| Source text |
★ ★ ★ ★ ★
Welcome back to Mars. Earlier this week, the one-tonne rover vehicle, Curiosity, landed in a crater near the planet's equator, to the evident relief of the NASA scientists who were watching its descent breathlessly, and began its long, lonely survey of the Martian landscape.

Humans have speculated about life on Mars for centuries. Martian ice-caps were identified over 300 years ago and Victorian astronomers detected what looked like canals on the surface. Much as the thought of Martian horses towing Martian barges around the planet was an endearing one, the canals turned out to be an optical illusion. The search went on.

Later missions, including those hosted by the various space craft that now litter the planet, found signs of what might possibly once have been liquid water under the surface and signs of what might possibly once have been organic material in the soil. Scientists remain guarded or, at least, more so than the rest of us, who like to speculate excitedly about life on Mars.

Curiosity is not going to dig up any fossils (although who wouldn't relish seeing the bones of a Martian mammoth come to light?) But if it does send us data that shows micro-organisms were once widespread on Mars, the story will make the Olympics look like a quiet news day. How humans view themselves will be momentously and irrevocably changed, and there will, inevitably, be much speculation about what this means for Christianity and for God. This explains why in 1996 President Bill Clinton was so quick to hold an impromptu White House press conference to claim that a potato sized meteorite provided proof of life on Mars. It was notable that, when the evidence was disproved soon after, that he didn't choose to make an equally high profile announcement.

All of which suggests that some will have already made up their minds. I remember interviewing someone for a research project on faith and doubt many years ago who confidently told me, "I really hope that they will find life in outer space, because doesn't the Bible dispel that theory?" To this day I'm not sure which translation she was referring to.
★ ★ ★ ★ ★
| Material supplied |
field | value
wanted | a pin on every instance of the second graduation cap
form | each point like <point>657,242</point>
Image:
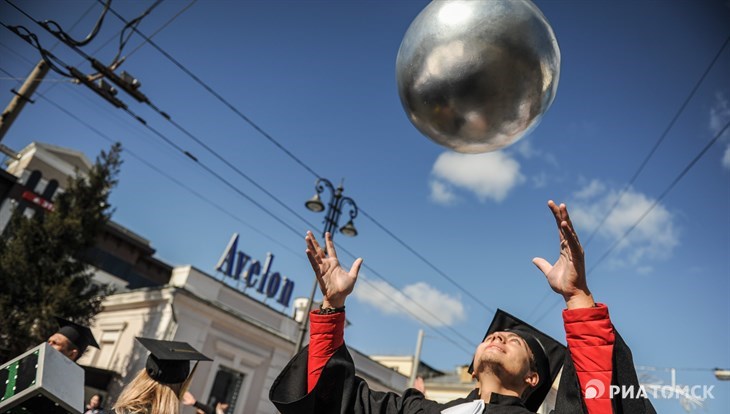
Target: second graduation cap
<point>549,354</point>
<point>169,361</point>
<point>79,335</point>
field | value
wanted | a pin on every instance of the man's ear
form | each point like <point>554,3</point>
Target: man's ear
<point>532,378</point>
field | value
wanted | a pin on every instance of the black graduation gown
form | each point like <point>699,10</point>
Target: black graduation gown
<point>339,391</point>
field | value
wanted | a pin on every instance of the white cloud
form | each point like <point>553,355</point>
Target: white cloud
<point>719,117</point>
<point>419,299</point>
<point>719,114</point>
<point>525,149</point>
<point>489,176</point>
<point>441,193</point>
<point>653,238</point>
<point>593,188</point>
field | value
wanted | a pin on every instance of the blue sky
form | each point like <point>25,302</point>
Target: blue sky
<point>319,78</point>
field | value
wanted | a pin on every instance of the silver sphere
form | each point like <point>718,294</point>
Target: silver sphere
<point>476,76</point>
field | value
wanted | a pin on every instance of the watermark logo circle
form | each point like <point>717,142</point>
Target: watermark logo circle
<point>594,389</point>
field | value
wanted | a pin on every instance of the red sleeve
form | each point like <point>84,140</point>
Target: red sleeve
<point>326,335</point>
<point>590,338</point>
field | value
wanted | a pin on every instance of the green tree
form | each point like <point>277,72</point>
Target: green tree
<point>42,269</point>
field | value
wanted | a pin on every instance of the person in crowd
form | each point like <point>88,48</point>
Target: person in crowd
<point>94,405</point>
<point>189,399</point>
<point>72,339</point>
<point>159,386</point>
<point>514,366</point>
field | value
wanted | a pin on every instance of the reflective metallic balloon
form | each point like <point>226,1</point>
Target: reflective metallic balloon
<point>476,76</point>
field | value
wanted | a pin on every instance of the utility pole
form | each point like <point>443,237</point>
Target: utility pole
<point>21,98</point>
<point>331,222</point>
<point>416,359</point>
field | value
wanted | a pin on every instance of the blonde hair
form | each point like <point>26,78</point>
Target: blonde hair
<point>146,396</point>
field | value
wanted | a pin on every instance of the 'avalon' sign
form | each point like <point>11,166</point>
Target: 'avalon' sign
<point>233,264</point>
★ ★ ★ ★ ★
| Work order |
Continue the essay on the Curiosity rover and the search for life on Mars, starting after its final sentence.

| Exercise output |
Such wilfulness is depressing, but should remind us that we too easily confuse a Christian worldview with an anthropocentric one. Human beings are not special because we are alone, any more than an only child is cherished because she has no siblings. We are special because we can be in relationship with the creator who loves us. The only thing damaged by the discovery of life on Mars would be our pride.

Over recent years, cosmologists and evolutionary biologists have told us that the universe is apparently fine-tuned to an infinitesimal degree, in such a way that makes life, and possibly even conscious life, not only possible but likely. Yet, in spite of what my research respondent (and received wisdom) liked to think, such a view is entirely consistent with Christian thought.

The Bible describes a God who is lavishly generous, munificent, charitable, gracious, whose creative love is unfathomable. Would not such a God be more likely to seed his entire creation with life, rather than just our small corner of it?

Today, when we speculate about life elsewhere, we may feel insecure and a little hostile, like a toddler whose parents bring home a new-born. But we should rest assured that our Father's love for us is no less, just because we are not alone.